La communauté scientifique est désemparée face au nouveau coronavirus apparu il y a un an et demi en Chine. Pour la première fois, Jean-Marc Sabatier* établit une analogie entre le coronavirus de la péritonite infectieuse féline ou PIF (non transmissible à l’homme) et le SARS-CoV-2 à l’origine de la Covid-19. Une meilleure compréhension des phénomènes physiologiques complexes communs aux deux virus permettra peut-être, demain, d’apporter une réponse médicale définitive à la pandémie. Entretien.
Similitude entre une maladie des chats et la Covid-19 ?
Jean-Marc Sabatier* en collaboration avec les responsables du laboratoire d’État de virologie de Wuhan (Chine), les Professeurs Zhijian Cao et Yingliang Wu, et les Docteurs vétérinaires Pierre Petruzzi (Clinique Vétérinaire de l’Albanne à Barberaz, Savoie) et Philippe Durieux (CHV Les Cordeliers, Meaux).
Vous avez mis en évidence les étranges similitudes qui existent entre une maladie des chats et la Covid-19. Pouvez-vous nous expliquer ?
La péritonite infectieuse féline (PIF) est une maladie virale du chat provoquée par un alpha-coronavirus, alors que le SARS-CoV-2 responsable de la Covid-19 est un bêta-coronavirus. Il s’agit de virus apparentés. Le virus de la PIF est contagieux pour les chats, mais ne se transmet pas aux autres espèces, notamment aux humains. La PIF est bien connue et documentée depuis les années 1980. On sait que les virus de la PIF sont des coronavirus entériques devenus pathogènes à la suite de mutation(s), et concernent soit les jeunes chats (de 3 mois à 3 ans), soit les chats âgés (de 10 à 15 ans). Les pathologies associées à la PIF sont similaires aux maladies de la Covid-19.
C’est-à-dire ?
Les signes cliniques de la PIF sont très polymorphes, comme la Covid-19, et se répartissent en formes « sèche » et « humide ». Dans la forme « sèche », on retrouve de possibles atteintes oculaires, ainsi que des atteintes granulomateuses au niveau des poumons, des reins, du foie, du système nerveux central, des ganglions, des intestins, accompagnés d’éventuels troubles neurologiques…
La forme « humide » se manifeste par des épanchements au niveau de l’abdomen ou du thorax par une inflammation de la plèvre (pleurésie), d’une inflammation du péritoine (péritonite) qui sont également bien définies dans la Covid-19.
Il existe d’autres manifestations cliniques communes aux deux formes de la maladie : les inflammations d’organes, les thromboses, les thrombocytopénies, les coagulopathies, etc.
Les formes « sèche » et « humide » peuvent coexister, ou se succéder. L’infection des macrophages par le virus de la PIF est parfois responsable d’une vascularite granulomateuse mortelle chez le chat.
Que sait-on encore de cette maladie des chats ?

• Extraits des lignes:
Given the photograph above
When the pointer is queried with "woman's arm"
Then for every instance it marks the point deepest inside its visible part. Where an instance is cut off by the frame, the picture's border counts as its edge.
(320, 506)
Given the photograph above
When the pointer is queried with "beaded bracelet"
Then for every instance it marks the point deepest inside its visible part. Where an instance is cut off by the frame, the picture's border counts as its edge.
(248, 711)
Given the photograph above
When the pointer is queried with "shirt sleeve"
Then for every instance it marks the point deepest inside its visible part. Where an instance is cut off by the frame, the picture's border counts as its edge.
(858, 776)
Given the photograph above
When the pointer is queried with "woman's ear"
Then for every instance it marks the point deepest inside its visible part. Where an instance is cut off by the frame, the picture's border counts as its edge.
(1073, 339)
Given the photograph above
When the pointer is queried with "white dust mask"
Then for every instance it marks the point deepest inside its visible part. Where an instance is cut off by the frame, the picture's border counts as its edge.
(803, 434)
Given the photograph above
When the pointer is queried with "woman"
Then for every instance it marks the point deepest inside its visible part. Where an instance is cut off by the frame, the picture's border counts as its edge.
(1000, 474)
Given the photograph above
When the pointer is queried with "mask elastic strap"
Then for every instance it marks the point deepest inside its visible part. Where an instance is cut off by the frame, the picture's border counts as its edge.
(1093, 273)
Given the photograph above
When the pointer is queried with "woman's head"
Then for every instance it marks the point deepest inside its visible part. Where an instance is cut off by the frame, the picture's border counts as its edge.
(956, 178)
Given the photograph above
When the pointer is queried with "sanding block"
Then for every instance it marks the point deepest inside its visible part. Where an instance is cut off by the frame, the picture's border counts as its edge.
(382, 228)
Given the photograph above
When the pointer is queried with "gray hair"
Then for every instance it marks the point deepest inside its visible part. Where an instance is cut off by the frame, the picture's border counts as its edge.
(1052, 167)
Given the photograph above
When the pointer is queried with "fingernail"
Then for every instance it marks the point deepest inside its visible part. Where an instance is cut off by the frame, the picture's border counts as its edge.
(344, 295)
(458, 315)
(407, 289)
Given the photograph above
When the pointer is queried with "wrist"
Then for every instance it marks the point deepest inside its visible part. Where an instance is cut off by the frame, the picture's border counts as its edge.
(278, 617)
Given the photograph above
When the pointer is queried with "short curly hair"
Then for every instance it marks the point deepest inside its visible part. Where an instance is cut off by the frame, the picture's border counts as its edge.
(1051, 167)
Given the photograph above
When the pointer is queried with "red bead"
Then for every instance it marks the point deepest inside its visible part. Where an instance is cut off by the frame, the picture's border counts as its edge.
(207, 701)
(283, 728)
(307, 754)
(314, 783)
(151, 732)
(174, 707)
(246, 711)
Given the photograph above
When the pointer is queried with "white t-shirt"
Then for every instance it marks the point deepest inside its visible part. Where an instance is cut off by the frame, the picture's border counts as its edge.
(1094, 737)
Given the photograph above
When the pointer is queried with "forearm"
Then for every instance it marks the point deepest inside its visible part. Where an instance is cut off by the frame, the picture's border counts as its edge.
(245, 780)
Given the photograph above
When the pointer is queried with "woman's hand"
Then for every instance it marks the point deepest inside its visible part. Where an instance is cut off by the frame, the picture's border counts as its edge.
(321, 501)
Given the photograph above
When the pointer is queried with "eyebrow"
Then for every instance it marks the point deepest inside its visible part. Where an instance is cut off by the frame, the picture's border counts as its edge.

• Exercices proposés:
1. Répondez à ces questions sur l'entretien sur la PIF et la Covid-19 :
(a) Par quel type de coronavirus la PIF est-elle provoquée ?
(b) Dans quelle commune se trouve la clinique vétérinaire du Docteur Pierre Petruzzi ?
(c) De quoi l'infection des macrophages par le virus de la PIF est-elle parfois responsable chez le chat ?
2. Relevez dans l'entretien sur la PIF et la Covid-19 tous les organes ou parties du corps où la forme « sèche » de la PIF peut provoquer des atteintes granulomateuses.
3. Poursuivez l'entretien sur la PIF et la Covid-19 à partir de sa dernière phrase.
Les lignes constituent un matériau indépendant de l'entretien sur la PIF et la Covid-19.

• Réponses par exercice:
1.
(a) Par un alpha-coronavirus.
(b) À Barberaz, en Savoie.
(c) D'une vascularite granulomateuse mortelle.

2. Les poumons, les reins, le foie, le système nerveux central, les ganglions et les intestins.

3.
Le virus de la PIF peut être latent et inoffensif pendant des années (jusqu’à 14 ou 15 ans) ou se multiplier et devenir mortel en peu de temps. L’évolution vers les formes graves se fait en moyenne sur 2 à 5 semaines. Si les chats ne peuvent pas transmettre le virus de la PIF à l’homme, en revanche, les chats peuvent être (exceptionnellement) infectés par le SARS-CoV-2 responsable de la Covid-19. La latence observée pour le virus de la PIF pose la question de la possible latence du SARS-CoV-2 compte tenu de la similitude qui existe entre les deux virus.
Quel est le mode de transmission du virus chez les chats ?
Le virus se transmet de la mère aux chatons. Le virus est présent dans les selles et peut facilement infecter les autres chats, notamment dans les refuges et chatteries.
Quelles sont les similitudes entre les virus du chat et le SARS-CoV-2 ?
Les virus de la PIF et le SARS-CoV-2 sont tous deux des coronavirus enveloppés à ARN simple brin, de sens positif. Cela signifie que, bien que l’un soit de la famille alpha et l’autre de la famille bêta, ils sont tous deux très proches et d’origine zoonotique.
En fait, ces deux virus s’attaquent au système rénine-angiotensine (SRA) de l’hôte, et la sur-activation de ce système déclenche des troubles et pathologies comparables, bien que les deux virus agissent sur des récepteurs cellulaires distincts.
Le virus de la PIF a pour récepteur cellulaire une molécule appelée « Amino-peptidase N » (APN). Il s’agit d’un récepteur de surface que l’on retrouve dans les intestins, les reins, les poumons, les cellules épithéliales et endothéliales, etc. L’APN transforme l’angiotensine 3 en angiotensine 4. Or, l’angiotensine 3 a pour cible le récepteur AT1R, responsable de la Covid-19.
Et l’autre virus, le SARS-CoV-2 ?
Le SARS-CoV-2 se fixe sur le récepteur ECA2 et conduit à une augmentation de l’angiotensine 2 qui provoque, là encore, une sur-activation du récepteur AT1R très délétère puisqu’il est responsable de la Covid-19.
En d’autres termes, les deux virus vont cibler le récepteur AT1R (chat ou humain) en passant par des chemins différents.
Ce qu’il faut comprendre c’est que l’APN et l’ECA2 sont des composés du SRA qui est un système physiologique majeur pour le fonctionnement de l’organisme, qu’il s’agisse des fonctions rénales, cardio-vasculaires ou pulmonaires. Il est impliqué aussi dans le microbiote intestinal et l’immunité innée, aussi bien chez le chat que chez l’homme.
Qu’en déduisez-vous ?
Les maladies du chat induites par le virus de la PIF sont comparables à celles provoquées par le SARS-CoV-2. Il n’existe aucun traitement particulier pour le chat sauf des médicaments de confort. Il faudrait des inhibiteurs du SRA.
Il n’existe pas de vaccin pour la PIF ?
Il y a eu des essais de vaccination à l’aide de virus PIF inactivés. Les jeunes chats ont été vaccinés avec une souche avirulente du virus. Mais cette vaccination ne les a pas protégés contre une inoculation du virus virulent par voie oro-nasale. Au contraire, les animaux vaccinés ont été plus facilement infectés que les chats non vaccinés.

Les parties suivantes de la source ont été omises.